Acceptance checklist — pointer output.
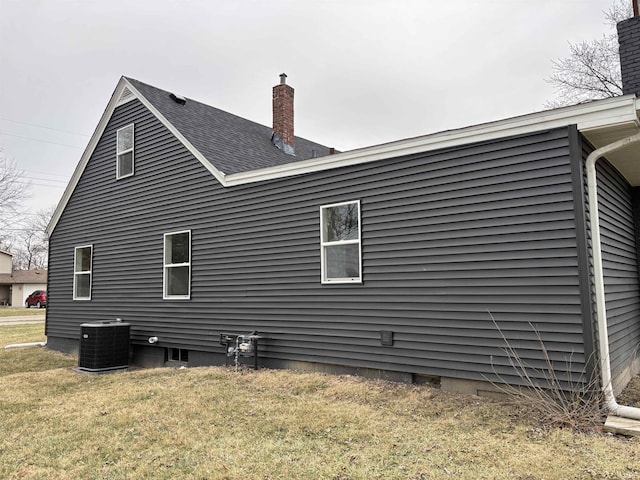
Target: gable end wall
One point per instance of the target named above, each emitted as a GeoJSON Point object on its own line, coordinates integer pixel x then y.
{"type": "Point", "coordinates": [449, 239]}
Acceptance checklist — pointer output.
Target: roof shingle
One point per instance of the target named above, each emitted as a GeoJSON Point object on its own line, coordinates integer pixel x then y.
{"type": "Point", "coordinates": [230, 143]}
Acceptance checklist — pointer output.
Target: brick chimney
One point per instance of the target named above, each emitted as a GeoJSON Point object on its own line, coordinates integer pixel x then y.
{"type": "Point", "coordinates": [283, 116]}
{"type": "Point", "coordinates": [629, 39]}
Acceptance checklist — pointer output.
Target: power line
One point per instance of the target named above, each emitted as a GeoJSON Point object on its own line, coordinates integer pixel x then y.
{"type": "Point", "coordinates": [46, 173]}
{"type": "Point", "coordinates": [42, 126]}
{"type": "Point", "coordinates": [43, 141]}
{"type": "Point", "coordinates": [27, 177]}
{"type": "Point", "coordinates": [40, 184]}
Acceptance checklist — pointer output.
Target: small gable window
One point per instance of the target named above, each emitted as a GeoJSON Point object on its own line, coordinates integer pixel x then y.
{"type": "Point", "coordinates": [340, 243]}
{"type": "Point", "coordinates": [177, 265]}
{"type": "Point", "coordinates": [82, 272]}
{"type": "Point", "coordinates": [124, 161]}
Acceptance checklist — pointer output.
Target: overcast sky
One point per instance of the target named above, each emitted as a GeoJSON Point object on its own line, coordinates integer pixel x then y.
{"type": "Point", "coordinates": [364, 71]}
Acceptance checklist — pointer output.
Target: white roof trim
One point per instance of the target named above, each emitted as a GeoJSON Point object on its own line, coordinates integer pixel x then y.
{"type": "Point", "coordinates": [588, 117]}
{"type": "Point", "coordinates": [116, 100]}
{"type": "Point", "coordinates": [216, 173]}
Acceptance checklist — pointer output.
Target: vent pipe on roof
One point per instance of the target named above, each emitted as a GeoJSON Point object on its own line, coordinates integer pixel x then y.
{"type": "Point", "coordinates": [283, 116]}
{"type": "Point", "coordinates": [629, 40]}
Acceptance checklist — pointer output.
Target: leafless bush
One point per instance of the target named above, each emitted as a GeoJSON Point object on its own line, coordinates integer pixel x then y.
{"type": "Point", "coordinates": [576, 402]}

# # # #

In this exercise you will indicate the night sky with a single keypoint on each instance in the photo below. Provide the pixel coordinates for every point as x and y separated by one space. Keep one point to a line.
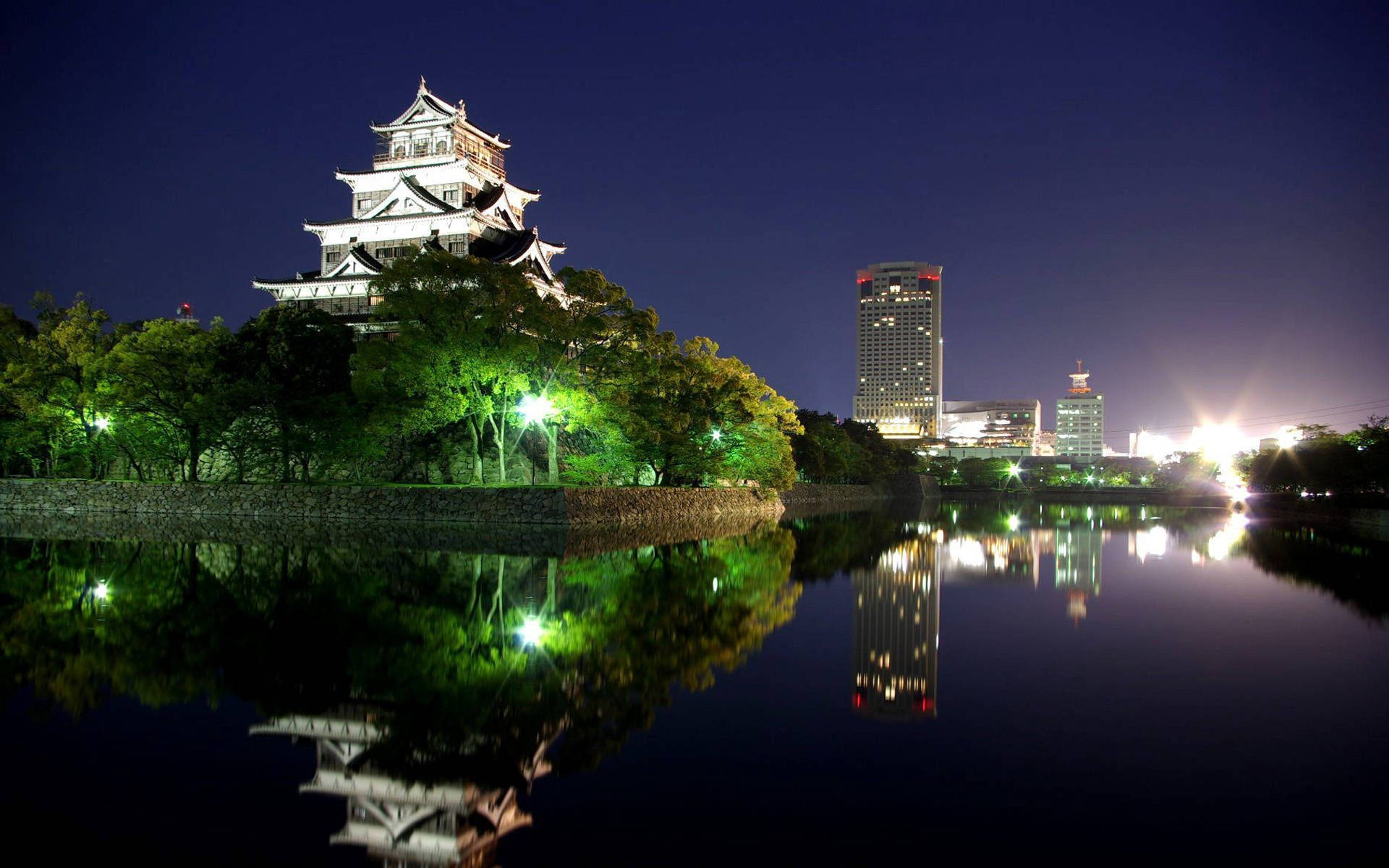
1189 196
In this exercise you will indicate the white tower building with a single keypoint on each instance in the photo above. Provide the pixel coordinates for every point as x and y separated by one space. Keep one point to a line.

# # # #

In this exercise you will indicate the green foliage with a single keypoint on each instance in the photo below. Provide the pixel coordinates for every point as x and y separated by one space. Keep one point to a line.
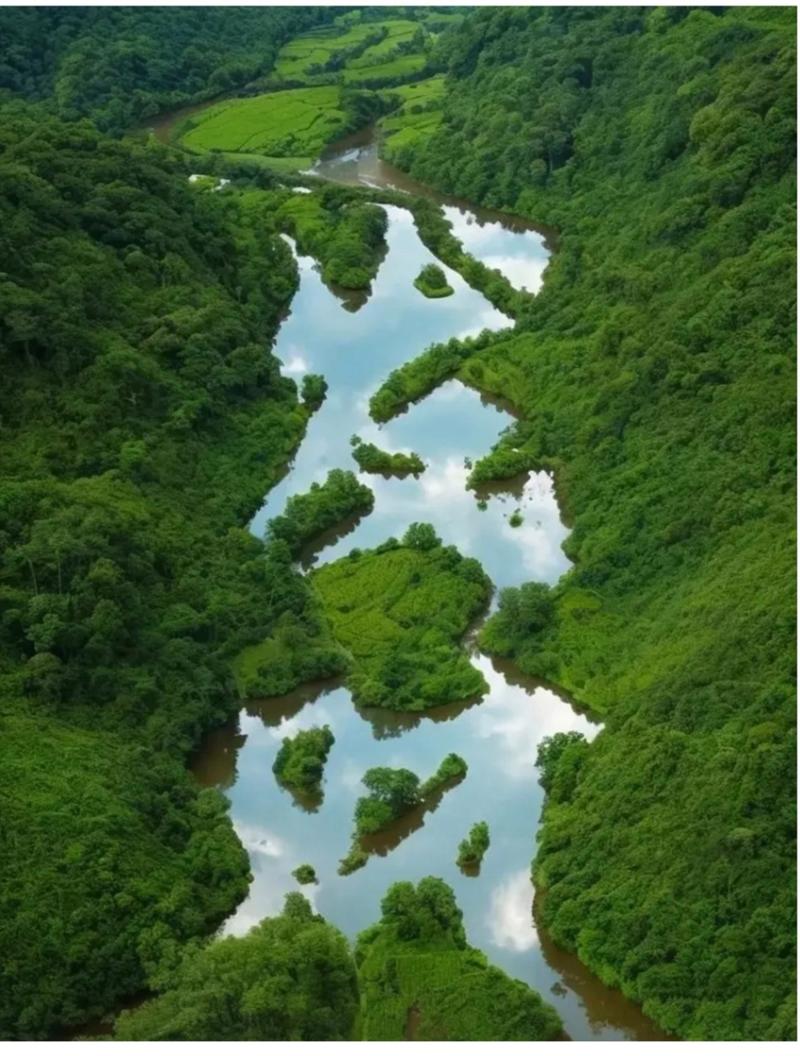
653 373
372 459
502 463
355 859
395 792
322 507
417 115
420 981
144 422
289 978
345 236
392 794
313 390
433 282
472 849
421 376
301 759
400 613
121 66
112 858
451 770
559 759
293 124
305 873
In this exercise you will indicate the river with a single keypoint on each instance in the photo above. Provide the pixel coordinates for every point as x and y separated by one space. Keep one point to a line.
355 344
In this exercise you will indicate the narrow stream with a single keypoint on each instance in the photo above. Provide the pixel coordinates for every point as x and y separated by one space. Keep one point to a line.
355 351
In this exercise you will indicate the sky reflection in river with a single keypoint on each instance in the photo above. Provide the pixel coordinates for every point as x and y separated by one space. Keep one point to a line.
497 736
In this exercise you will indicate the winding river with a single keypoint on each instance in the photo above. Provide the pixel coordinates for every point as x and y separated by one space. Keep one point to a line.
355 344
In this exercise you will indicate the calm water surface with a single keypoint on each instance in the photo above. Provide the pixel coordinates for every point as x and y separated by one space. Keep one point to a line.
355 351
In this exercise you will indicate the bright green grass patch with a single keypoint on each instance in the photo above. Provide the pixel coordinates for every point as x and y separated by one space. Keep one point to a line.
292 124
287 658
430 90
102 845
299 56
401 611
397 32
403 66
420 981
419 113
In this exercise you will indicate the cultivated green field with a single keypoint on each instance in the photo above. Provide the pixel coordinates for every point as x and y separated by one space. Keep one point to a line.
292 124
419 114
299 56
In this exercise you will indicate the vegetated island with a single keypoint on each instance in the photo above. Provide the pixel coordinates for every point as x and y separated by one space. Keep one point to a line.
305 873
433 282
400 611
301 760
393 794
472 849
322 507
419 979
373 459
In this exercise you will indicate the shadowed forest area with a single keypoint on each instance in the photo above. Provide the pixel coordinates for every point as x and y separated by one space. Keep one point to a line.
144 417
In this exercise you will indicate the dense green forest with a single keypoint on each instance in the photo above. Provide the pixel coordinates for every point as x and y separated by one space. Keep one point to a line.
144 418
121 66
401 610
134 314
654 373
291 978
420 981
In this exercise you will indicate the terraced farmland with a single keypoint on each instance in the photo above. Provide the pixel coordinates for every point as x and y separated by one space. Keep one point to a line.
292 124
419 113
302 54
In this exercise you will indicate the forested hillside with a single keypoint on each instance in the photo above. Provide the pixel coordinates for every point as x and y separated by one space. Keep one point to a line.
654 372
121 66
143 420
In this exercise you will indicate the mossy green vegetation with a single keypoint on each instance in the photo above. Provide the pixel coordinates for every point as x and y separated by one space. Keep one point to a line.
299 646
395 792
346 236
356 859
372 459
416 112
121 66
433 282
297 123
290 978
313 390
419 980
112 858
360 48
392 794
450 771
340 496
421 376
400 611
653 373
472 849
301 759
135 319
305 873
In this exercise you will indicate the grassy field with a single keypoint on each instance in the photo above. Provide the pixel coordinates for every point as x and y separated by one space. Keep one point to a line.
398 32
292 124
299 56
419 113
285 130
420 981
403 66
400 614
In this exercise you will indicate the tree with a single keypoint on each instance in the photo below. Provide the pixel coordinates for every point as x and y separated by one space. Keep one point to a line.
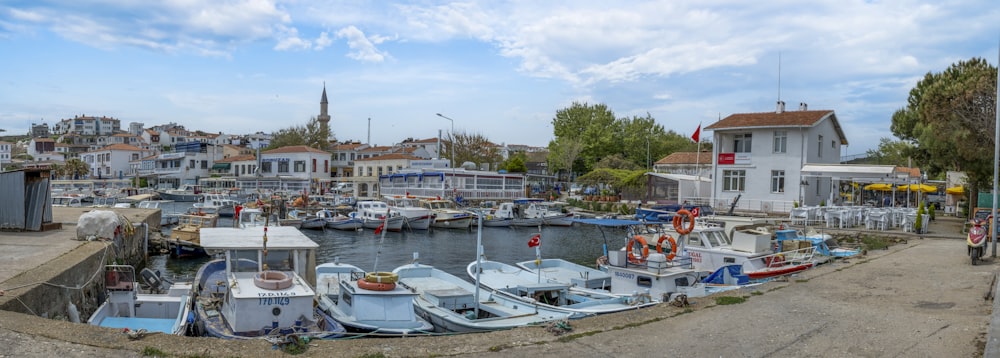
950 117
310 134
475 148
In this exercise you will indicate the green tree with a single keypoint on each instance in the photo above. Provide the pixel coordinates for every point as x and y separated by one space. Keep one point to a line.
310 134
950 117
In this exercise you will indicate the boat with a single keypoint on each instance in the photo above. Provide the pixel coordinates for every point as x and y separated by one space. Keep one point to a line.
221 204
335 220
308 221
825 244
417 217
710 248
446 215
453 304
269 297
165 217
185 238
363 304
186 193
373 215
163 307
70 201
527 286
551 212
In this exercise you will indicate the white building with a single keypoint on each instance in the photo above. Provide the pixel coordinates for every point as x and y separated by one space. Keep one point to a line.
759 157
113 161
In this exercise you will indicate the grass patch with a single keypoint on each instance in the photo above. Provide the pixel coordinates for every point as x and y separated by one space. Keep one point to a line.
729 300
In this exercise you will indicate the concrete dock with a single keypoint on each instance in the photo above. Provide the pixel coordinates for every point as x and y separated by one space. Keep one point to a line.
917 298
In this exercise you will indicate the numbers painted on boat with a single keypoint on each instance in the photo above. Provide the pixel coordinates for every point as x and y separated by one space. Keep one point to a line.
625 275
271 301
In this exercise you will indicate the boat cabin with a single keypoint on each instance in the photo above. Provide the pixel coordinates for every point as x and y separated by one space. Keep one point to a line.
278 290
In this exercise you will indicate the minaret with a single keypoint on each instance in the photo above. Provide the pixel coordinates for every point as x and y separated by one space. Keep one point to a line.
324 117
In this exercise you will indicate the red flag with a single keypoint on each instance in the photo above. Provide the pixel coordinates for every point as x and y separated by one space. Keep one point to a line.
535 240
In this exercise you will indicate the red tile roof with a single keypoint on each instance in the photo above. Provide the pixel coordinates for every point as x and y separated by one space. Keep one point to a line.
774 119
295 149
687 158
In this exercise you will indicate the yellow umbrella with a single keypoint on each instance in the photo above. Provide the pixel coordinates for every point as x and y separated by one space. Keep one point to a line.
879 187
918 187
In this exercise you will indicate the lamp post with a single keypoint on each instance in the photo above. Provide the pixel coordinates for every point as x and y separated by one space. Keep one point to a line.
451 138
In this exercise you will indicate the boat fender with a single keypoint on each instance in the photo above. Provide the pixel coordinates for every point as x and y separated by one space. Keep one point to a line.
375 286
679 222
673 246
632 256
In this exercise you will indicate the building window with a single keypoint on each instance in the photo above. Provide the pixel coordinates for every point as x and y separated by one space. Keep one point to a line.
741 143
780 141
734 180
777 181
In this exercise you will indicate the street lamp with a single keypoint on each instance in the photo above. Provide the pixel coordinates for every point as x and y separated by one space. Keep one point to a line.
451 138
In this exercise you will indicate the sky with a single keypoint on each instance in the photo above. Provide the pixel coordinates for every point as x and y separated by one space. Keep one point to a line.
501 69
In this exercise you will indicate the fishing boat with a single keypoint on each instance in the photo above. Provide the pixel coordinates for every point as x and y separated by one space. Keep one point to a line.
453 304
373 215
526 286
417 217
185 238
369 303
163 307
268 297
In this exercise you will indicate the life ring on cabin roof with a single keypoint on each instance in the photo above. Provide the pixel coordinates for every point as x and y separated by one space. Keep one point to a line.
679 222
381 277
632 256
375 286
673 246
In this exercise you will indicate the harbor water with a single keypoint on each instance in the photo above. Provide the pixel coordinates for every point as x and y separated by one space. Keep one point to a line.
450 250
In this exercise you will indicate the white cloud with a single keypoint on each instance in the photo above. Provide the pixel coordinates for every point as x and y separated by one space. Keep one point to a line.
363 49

# # # #

* _WHAT IS NEEDED_
Starting with the line that contains "In this exercise you will indicate the night" and finishing with the line that contains "In this exercise you will indicate the white tower", reproduce every line of the material above exactly, but not the pictures.

* _SOLUTION TO THIS PROBLEM_
In this exercise you will indicate the night sky with a single keypoint on each instance in the photo below. Provide the pixel coordinates for every point as x and y separated by one space. Keep one point to a line.
1189 196
In this exercise you will indicate the white tower building with a single keypoint on each instance in the photo above. Provide the pixel coordinates for every point as x and y separated by one space. Keep one point to a line.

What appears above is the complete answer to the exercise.